RECORDS FOR THIS TASK:
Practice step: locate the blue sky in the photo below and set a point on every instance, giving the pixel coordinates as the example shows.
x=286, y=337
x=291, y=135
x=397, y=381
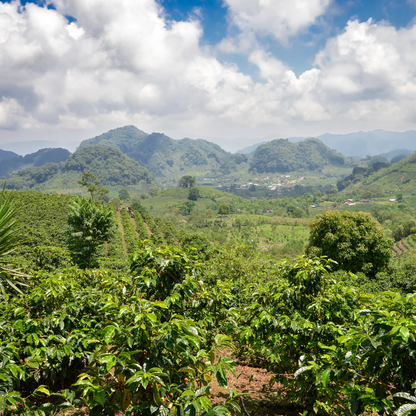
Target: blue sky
x=209, y=68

WHAT YOU SHOULD DO: Rewrite all the records above with "blue sky" changed to "clear sky" and nothing else altered. Leave the pictures out.

WRITTEN REPLY:
Practice step: locate the clear sky in the photo below and set a point on every instance, giving the pixel coordinates as the example shows.
x=286, y=337
x=291, y=135
x=397, y=381
Target: clear sky
x=209, y=68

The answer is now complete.